> **Labeled region records**

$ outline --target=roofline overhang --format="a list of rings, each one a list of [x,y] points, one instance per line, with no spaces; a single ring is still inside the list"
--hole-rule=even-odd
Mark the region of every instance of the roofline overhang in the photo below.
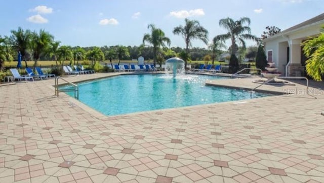
[[[271,36],[270,37],[269,37],[269,38],[265,39],[264,40],[262,40],[262,42],[265,43],[265,42],[266,42],[269,41],[273,40],[275,39],[276,38],[277,38],[280,37],[280,36],[285,37],[285,36],[289,35],[289,34],[291,34],[292,33],[295,33],[295,32],[298,32],[298,31],[300,31],[301,30],[302,30],[302,29],[305,29],[305,28],[308,28],[309,27],[311,27],[311,26],[316,26],[316,25],[319,25],[319,24],[324,24],[324,19],[320,20],[320,21],[318,21],[316,22],[314,22],[313,23],[311,23],[311,24],[308,24],[308,25],[304,25],[304,26],[303,26],[302,27],[299,27],[299,28],[296,28],[295,29],[293,29],[293,30],[290,30],[290,31],[288,31],[285,32],[285,30],[284,30],[281,32],[279,32],[279,33],[277,33],[276,34],[275,34],[274,35],[272,35],[272,36]]]

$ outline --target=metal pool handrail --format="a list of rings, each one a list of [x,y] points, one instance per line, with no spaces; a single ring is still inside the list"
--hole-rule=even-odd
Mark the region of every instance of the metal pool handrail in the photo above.
[[[68,83],[69,84],[73,86],[73,89],[59,89],[59,79],[60,79]],[[62,92],[66,91],[74,91],[74,98],[78,99],[79,99],[79,87],[76,84],[70,82],[61,77],[58,77],[55,78],[55,95],[59,96],[59,93]]]
[[[231,78],[233,78],[233,77],[234,77],[235,75],[237,75],[237,74],[238,74],[238,73],[241,72],[242,72],[242,71],[244,71],[244,70],[260,70],[260,76],[260,76],[260,77],[261,77],[261,72],[262,71],[262,70],[261,70],[261,69],[260,69],[260,68],[244,68],[244,69],[241,69],[241,70],[239,70],[239,71],[237,71],[236,72],[235,72],[235,73],[234,73],[234,74],[232,74],[232,76],[231,76]]]
[[[314,97],[315,98],[317,98],[316,97],[315,97],[314,96],[313,96],[312,95],[310,95],[309,93],[308,93],[308,79],[307,79],[307,78],[306,77],[275,77],[272,79],[271,79],[270,80],[268,80],[268,81],[267,81],[266,82],[263,83],[262,84],[261,84],[261,85],[256,87],[255,88],[253,88],[253,89],[251,90],[251,91],[250,91],[250,95],[252,96],[252,92],[253,92],[254,90],[255,90],[255,89],[256,89],[257,88],[260,87],[260,86],[266,84],[269,82],[270,82],[270,81],[273,81],[273,80],[274,80],[275,78],[278,78],[278,79],[305,79],[306,80],[306,93],[308,95],[309,95],[312,97]]]

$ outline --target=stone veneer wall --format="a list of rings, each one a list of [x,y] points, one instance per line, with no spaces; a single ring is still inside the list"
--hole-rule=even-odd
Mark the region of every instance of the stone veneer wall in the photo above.
[[[299,63],[291,63],[288,66],[288,76],[304,77],[305,66]]]

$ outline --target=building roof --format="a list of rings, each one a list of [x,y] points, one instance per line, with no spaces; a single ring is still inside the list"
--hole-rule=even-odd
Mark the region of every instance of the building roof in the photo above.
[[[300,29],[302,29],[303,27],[306,27],[310,25],[312,25],[313,24],[317,24],[318,23],[324,23],[324,13],[322,13],[319,15],[316,16],[315,17],[313,17],[301,23],[294,25],[291,27],[288,28],[288,29],[284,30],[275,35],[272,35],[271,36],[270,36],[268,38],[266,38],[263,40],[263,41],[264,42],[267,40],[272,40],[279,36],[286,34],[289,32],[291,32],[292,31],[296,31]]]

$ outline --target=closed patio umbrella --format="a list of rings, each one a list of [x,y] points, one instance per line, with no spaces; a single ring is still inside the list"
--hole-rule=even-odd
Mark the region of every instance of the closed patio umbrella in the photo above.
[[[18,63],[17,64],[17,67],[20,68],[21,67],[21,53],[20,53],[20,51],[18,52]]]

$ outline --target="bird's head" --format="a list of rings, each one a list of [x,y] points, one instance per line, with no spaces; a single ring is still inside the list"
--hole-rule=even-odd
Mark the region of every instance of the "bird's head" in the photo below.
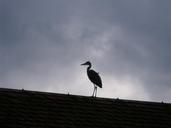
[[[89,66],[91,66],[91,63],[90,63],[90,61],[87,61],[87,62],[85,62],[85,63],[83,63],[81,65],[89,65]]]

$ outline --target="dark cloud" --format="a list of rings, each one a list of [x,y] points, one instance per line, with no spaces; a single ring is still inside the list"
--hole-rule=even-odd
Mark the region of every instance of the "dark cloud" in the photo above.
[[[170,1],[1,1],[0,85],[171,101]]]

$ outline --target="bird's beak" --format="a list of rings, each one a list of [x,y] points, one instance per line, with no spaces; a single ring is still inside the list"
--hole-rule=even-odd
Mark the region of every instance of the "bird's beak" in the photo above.
[[[81,64],[81,66],[82,66],[82,65],[86,65],[86,63]]]

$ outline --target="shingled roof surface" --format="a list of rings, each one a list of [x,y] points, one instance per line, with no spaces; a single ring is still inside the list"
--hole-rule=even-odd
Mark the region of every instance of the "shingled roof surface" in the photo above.
[[[0,128],[171,128],[171,104],[0,88]]]

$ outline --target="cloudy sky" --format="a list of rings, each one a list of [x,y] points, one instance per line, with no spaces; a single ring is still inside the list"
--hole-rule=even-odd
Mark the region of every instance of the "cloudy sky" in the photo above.
[[[0,87],[171,102],[170,0],[0,0]]]

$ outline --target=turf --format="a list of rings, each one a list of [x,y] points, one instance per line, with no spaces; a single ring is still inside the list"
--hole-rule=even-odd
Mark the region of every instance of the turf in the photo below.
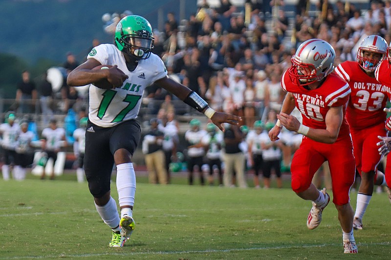
[[[364,229],[355,231],[359,254],[346,255],[331,204],[321,225],[309,230],[310,203],[289,188],[161,186],[140,178],[135,231],[125,247],[110,248],[110,230],[87,183],[67,176],[0,180],[0,260],[391,258],[391,205],[385,193],[374,194]],[[112,189],[116,199],[115,182]],[[351,195],[354,208],[356,194]]]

> **What is asked**
Write out the lines from the one with "outline --target=building roof" up to and including the one with "Mark the region of every instance of the building", putting "occurrence" wherever "instance" appears and leaving everything else the same.

> **Exercise result**
$ outline --target=building roof --format="a list of rings, each one a list of [x,y] points, one occurrence per line, with no spaces; a single ring is still inside the list"
--hole-rule=even-odd
Mark the region of every occurrence of the building roof in the photo above.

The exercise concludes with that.